** Start of Given data **

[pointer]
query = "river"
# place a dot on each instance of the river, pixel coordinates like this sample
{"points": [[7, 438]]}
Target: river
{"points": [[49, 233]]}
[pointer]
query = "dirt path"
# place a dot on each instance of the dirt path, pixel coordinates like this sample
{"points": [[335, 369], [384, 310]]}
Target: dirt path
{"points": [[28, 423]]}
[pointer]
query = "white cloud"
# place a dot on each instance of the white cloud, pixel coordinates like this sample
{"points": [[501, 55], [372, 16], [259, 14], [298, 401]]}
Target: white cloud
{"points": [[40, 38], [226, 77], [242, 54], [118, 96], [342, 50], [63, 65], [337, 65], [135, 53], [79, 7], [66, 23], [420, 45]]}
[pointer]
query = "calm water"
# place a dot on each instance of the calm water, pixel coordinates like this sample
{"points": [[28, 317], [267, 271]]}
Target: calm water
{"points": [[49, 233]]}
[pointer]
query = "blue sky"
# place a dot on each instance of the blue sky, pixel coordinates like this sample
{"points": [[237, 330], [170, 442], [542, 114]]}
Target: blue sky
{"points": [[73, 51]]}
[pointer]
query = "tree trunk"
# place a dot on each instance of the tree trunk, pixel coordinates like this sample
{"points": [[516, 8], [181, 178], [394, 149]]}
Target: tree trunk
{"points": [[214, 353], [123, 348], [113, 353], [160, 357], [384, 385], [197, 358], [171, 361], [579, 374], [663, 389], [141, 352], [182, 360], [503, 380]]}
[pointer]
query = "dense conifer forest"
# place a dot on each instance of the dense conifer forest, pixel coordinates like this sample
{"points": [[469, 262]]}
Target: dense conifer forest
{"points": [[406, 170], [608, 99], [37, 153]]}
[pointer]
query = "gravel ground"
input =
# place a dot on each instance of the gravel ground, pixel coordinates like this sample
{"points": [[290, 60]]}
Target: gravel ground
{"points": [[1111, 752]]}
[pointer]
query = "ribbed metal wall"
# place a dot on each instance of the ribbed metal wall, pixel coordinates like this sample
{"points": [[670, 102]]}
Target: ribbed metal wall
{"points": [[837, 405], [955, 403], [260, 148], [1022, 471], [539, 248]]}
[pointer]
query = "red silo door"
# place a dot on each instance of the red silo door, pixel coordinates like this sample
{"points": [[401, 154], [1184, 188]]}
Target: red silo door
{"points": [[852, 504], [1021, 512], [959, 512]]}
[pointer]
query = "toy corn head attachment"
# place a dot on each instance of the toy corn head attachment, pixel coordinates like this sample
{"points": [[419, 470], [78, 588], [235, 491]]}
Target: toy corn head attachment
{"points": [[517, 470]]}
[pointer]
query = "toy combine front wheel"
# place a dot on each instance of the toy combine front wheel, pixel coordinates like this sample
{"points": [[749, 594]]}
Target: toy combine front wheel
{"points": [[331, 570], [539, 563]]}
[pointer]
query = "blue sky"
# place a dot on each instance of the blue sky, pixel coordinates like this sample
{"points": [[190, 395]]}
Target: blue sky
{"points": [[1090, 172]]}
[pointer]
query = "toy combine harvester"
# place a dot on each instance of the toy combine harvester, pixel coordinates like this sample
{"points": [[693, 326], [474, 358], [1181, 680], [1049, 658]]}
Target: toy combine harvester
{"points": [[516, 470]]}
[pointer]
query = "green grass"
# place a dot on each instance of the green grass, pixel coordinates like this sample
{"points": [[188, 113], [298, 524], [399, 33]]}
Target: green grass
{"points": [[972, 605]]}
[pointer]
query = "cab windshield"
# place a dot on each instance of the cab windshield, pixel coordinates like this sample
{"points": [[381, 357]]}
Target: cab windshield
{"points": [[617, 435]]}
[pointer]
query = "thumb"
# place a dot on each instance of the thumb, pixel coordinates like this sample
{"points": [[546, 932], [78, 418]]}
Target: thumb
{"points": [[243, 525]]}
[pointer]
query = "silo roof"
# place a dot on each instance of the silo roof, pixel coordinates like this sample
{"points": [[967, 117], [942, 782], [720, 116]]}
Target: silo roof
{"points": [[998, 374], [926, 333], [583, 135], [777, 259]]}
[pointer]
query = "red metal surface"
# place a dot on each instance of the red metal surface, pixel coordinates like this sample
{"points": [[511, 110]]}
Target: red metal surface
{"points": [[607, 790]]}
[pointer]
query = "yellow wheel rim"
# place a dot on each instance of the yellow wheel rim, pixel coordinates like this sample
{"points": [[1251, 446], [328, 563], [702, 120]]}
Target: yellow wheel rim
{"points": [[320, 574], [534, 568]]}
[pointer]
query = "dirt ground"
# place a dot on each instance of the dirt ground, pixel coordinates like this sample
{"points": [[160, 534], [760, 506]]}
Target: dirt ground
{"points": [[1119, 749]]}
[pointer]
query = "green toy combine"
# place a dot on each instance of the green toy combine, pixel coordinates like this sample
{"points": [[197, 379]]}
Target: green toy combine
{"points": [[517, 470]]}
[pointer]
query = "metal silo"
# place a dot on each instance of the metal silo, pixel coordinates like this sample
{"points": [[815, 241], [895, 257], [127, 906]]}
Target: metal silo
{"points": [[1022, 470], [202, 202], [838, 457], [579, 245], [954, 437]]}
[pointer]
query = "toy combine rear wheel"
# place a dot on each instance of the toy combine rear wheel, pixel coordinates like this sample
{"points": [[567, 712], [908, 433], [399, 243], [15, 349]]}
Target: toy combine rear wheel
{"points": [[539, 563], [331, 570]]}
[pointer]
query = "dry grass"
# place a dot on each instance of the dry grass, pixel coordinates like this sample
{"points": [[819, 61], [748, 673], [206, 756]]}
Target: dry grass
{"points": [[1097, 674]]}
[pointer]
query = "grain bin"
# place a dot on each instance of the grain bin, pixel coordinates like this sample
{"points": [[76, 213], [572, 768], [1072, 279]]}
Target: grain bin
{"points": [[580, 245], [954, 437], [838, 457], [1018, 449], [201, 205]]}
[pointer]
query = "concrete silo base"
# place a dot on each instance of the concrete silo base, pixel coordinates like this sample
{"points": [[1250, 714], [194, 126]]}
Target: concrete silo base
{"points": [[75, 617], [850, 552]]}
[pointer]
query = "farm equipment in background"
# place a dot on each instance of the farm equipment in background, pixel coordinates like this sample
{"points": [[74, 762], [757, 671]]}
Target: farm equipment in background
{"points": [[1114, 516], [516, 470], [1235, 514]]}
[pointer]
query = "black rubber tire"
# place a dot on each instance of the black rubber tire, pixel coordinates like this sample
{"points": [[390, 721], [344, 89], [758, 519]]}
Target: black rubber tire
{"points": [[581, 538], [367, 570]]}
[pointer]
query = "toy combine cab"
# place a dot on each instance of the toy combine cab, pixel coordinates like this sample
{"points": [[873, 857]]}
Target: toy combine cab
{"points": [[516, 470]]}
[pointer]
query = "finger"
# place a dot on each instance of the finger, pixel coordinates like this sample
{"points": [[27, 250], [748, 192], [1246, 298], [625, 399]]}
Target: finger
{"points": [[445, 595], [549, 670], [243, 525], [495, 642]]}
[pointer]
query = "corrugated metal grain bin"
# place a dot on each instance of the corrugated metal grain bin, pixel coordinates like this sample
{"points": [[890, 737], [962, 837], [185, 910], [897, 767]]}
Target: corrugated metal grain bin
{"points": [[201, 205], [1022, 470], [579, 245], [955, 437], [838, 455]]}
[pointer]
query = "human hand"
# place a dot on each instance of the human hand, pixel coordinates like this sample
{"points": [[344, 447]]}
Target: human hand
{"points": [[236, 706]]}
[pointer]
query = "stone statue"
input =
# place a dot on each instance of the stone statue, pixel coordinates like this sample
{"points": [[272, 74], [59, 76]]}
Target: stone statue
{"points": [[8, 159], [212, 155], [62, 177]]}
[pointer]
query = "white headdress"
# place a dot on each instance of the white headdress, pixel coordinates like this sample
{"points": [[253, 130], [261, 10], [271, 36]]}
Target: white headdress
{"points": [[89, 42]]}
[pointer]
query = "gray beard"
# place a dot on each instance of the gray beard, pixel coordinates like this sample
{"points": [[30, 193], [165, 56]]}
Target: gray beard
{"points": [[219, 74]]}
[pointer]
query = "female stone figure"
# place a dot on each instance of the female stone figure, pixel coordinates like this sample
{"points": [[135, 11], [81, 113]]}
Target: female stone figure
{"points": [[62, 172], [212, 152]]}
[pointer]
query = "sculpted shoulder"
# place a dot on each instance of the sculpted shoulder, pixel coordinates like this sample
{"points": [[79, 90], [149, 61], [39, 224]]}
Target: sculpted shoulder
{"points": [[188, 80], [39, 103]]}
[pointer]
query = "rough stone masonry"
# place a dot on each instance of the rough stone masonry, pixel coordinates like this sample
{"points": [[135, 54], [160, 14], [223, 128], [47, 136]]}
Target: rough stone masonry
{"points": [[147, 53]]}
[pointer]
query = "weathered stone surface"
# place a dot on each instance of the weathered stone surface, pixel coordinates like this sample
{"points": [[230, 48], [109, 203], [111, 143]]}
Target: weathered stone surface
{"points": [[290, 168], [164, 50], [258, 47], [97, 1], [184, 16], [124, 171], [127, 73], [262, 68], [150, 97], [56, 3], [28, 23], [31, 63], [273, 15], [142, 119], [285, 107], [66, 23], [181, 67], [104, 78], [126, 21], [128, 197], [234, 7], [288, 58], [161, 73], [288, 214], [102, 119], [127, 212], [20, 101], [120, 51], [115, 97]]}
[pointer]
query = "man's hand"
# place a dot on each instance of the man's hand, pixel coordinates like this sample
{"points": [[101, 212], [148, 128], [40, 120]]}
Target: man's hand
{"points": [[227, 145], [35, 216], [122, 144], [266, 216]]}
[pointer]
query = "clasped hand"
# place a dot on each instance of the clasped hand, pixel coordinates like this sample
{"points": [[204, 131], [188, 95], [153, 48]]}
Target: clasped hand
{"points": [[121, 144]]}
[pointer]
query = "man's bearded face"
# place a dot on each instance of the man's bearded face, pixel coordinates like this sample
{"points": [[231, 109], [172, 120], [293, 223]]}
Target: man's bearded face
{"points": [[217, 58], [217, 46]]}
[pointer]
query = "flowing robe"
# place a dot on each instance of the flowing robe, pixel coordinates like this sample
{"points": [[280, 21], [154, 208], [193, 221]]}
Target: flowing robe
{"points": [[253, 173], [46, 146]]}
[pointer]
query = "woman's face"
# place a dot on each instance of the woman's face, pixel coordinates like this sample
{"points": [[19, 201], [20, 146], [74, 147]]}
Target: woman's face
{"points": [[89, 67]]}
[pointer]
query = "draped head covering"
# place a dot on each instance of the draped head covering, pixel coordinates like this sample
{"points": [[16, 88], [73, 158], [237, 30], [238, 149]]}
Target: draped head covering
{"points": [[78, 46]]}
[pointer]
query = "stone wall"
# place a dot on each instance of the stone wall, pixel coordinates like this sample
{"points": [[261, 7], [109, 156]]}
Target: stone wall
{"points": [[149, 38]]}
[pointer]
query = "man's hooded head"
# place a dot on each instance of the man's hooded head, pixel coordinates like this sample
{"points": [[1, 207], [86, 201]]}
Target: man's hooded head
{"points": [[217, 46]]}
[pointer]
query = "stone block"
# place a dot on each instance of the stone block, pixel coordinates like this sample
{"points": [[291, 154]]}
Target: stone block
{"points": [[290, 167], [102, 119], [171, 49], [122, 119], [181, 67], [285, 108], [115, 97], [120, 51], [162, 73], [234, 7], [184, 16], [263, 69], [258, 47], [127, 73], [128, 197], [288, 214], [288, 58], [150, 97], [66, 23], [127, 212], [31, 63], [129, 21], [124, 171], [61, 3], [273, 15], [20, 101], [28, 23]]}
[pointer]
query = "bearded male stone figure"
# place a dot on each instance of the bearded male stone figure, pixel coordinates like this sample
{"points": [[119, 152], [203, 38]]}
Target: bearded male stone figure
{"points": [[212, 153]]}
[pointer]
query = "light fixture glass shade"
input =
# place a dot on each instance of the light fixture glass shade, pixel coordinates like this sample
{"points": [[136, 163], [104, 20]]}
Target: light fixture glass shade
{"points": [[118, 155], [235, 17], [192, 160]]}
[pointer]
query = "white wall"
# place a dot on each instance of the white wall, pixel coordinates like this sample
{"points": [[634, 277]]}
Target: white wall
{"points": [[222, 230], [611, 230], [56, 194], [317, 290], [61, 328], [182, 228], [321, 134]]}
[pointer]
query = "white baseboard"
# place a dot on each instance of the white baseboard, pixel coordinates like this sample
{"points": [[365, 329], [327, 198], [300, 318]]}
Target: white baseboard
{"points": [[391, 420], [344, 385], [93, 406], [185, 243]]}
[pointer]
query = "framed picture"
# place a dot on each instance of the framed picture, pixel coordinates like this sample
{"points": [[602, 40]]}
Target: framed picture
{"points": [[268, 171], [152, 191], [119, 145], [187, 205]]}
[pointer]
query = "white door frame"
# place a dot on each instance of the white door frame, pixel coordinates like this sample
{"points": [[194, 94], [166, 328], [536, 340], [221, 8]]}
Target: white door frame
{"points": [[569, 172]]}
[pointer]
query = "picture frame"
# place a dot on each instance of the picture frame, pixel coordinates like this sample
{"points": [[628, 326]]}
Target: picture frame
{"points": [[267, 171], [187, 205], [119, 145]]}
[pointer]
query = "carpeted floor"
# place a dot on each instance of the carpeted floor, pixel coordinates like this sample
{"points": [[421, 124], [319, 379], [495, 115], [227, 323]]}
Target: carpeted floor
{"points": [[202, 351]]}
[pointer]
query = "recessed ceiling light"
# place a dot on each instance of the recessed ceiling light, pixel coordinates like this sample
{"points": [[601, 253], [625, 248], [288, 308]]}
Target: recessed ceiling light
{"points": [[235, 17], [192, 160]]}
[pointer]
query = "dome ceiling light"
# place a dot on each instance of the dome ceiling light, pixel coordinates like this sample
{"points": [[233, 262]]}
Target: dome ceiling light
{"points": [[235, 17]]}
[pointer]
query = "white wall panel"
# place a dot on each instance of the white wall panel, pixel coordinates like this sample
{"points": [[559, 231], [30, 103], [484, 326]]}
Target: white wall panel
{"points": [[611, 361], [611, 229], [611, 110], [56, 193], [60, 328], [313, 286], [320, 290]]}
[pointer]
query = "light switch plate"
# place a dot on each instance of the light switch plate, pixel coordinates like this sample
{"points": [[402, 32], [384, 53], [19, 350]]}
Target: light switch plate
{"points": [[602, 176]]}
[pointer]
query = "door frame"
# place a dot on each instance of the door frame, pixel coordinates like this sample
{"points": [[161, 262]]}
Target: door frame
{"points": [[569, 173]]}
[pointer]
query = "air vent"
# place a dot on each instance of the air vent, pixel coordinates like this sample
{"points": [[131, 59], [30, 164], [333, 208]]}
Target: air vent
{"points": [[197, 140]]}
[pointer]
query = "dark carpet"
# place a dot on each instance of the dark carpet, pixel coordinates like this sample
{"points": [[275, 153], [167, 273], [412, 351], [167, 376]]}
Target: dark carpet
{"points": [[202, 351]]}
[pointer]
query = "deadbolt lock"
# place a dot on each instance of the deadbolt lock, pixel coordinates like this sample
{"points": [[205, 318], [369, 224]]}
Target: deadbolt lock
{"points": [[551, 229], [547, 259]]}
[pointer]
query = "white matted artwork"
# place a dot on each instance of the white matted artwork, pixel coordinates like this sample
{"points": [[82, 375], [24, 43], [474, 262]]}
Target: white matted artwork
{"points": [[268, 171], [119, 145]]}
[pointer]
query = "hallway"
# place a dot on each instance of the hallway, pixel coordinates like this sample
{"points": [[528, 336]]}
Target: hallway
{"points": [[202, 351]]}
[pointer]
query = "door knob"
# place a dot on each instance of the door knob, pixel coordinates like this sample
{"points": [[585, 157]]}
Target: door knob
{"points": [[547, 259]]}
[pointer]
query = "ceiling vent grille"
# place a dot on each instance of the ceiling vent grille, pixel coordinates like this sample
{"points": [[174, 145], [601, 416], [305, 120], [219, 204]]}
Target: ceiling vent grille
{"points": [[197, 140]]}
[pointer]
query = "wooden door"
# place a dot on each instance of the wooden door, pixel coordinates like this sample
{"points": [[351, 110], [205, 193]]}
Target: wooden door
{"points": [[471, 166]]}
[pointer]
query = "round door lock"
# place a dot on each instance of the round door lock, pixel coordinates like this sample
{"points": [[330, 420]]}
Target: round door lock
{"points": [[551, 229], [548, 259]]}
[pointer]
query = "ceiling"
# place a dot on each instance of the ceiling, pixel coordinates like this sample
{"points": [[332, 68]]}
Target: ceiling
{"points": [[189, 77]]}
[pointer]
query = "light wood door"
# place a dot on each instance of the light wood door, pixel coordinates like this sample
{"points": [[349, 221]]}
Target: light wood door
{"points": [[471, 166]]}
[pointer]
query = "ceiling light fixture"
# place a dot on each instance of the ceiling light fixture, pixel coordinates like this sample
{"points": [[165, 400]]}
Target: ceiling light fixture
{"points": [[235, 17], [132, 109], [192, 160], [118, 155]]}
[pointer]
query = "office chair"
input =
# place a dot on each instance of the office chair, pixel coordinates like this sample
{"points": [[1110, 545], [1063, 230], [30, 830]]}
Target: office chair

** End of Given data **

# Request:
Gather every line of the listing above that contains the string "flowing", matching uppercase and lowercase exactly.

# Solution for this exercise:
query = "flowing robe"
# place a dot on each instance of the flowing robe, pixel coordinates like this sample
Target: flowing robe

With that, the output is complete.